WORK REQUEST 1
Please rewrite the EB-5 passage from "The Chinese final" to "in July 2020.", substituting "surprising" for "shocking".
WORK REQUEST 2
In the EB-5 passage, to what date did the Vietnamese final action date jump in the July 2021 Visa Bulletin?
WORK REQUEST 3
Extend the EB-5 passage, picking up after its final sentence.

SOURCE PASSAGE
• • •

And then, the July 2021 Visa Bulletin was released.
The Chinese final action date advanced by three weeks, but that small step forward was so overshadowed by the massive leap of the Vietnamese date that it was hardly news. In contrast, the Vietnamese final action date jumped almost two entire years to April 1, 2020. In a landscape of processing inefficiencies, worldwide public shutdowns, and remarkably slow Visa Bulletin action, this jump has come as a pleasant shock. And officials are hinting at even better news for Vietnamese investors going forward.
The Factors Behind the Vietnamese Final Action Date Prediction
Considering the shocking leap of Vietnamese final action date in the July 2021 Visa Bulletin, the idea of Vietnam achieving “current” status by September suddenly doesn’t seem so unrealistic. And it wouldn’t be the first time a country had escaped an EB-5 visa backlog—India did so in July 2020.
Vietnam’s leap forward may be attributable to two key factors. The first is USCIS’s slow processing of I-526 petitions—indeed, slowing the addition of new Vietnamese applicants waiting for visa availability helps shrink the backlog. While it may sound counter-intuitive, this is not necessarily a bad thing for the Vietnamese investors with pending I-526 petitions, either. With Vietnam stuck in a backlog, these investors will have to wait for their EB-5 visas either way, but at least if they have a pending I-526 petition, their children will be protected from aging out. If they’re simply awaiting visa availability, their children aren’t protected.

• • •

AVAILABLE DATA
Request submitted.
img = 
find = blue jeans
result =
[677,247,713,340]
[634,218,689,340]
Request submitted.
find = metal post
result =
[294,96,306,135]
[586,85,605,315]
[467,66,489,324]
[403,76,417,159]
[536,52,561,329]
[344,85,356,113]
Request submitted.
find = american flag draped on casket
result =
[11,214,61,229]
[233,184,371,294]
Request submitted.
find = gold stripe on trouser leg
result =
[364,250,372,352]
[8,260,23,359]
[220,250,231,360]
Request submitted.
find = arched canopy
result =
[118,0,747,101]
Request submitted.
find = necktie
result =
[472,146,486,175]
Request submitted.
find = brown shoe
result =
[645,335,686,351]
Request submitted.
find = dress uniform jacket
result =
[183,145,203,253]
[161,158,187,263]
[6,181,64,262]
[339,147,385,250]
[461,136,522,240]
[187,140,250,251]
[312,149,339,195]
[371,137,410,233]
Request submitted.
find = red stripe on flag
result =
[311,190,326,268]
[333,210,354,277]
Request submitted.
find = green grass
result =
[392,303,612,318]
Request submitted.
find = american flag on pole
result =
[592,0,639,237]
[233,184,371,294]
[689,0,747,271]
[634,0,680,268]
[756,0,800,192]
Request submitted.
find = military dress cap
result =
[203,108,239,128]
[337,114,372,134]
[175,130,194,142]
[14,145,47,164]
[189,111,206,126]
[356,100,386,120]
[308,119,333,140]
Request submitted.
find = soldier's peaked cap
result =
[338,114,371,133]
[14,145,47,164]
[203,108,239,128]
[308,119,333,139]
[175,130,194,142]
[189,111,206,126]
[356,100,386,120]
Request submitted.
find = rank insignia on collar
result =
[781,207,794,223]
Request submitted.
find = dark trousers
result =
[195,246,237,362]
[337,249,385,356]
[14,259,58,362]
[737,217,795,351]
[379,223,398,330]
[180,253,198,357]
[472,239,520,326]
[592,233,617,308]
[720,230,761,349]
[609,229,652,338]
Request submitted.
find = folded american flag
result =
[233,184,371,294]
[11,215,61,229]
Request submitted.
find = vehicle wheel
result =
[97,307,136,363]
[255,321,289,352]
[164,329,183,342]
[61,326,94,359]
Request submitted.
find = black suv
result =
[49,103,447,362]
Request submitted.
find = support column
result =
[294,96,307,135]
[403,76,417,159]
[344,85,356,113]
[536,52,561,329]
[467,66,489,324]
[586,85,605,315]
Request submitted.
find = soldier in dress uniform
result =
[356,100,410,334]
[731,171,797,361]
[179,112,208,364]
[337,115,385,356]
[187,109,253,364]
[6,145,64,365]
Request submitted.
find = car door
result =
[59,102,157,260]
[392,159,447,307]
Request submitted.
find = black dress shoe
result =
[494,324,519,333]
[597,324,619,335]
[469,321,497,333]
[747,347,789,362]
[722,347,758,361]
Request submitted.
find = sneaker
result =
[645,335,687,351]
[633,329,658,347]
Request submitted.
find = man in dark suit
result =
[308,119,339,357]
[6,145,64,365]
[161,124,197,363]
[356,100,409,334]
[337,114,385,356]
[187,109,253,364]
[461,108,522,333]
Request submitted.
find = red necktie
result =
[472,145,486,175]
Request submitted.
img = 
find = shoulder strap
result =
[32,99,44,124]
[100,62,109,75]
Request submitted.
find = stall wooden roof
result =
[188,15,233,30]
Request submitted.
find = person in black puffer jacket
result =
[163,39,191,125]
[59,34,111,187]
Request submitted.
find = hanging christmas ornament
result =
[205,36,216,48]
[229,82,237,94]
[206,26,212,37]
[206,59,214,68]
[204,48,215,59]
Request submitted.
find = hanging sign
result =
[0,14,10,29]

• • •

RESPONSE 1
The Chinese final action date advanced by three weeks, but that small step forward was so overshadowed by the massive leap of the Vietnamese date that it was hardly news. In contrast, the Vietnamese final action date jumped almost two entire years to April 1, 2020. In a landscape of processing inefficiencies, worldwide public shutdowns, and remarkably slow Visa Bulletin action, this jump has come as a pleasant shock. And officials are hinting at even better news for Vietnamese investors going forward.
The Factors Behind the Vietnamese Final Action Date Prediction
Considering the surprising leap of Vietnamese final action date in the July 2021 Visa Bulletin, the idea of Vietnam achieving “current” status by September suddenly doesn’t seem so unrealistic. And it wouldn’t be the first time a country had escaped an EB-5 visa backlog—India did so in July 2020.

RESPONSE 2
April 1, 2020

RESPONSE 3
The other factor influencing Vietnam’s move is the processing abilities of the U.S. embassy in Ho Chi Minh City. In 2020, as COVID-19 ravaged the world, consular processing was shut down broadly. In 2021, as the world cautiously reopens, different countries are at different stages, and not all U.S. consulates are at equal processing capacity. Ho Chi Minh City has been pumping out the EB-5 visas to Vietnamese nationals, issuing more than 540 by April 2021 and a staggering 320 just in March 2021 alone.
In China and India, the situation is different. The consulates in Guangzhou and Mumbai, respectively, have hardly processed any EB-5 visas for people from their countries who have made an EB-5 investment. In fact, between October 2020 and April 2021, only 14 Chinese nationals and 29 Indian nationals have been recorded as being issued consular EB-5 visas.
In light of this situation, it’s likely that Vietnam will be the only country to hit the FY2021 per-country visa cap of 1,302 visas—nearly double the limit in previous years. That will likely allow the country to clear up its backlog, as predicted by Charles Oppenheim, and hopefully Vietnam will stay out of the Visa Bulletin in the future. However, even if EB5 investment participants from Vietnam face another backlog in 2022, it may not last long. The rollover of visas from the family-based visa categories in FY2022 is predicted to result in more than 20,000 visas for the EB-5 program, enabling each country to claim up to 1,441 visas. This spike could also help drive down the Chinese backlog, as long as Guangzhou starts upping its processing capacity.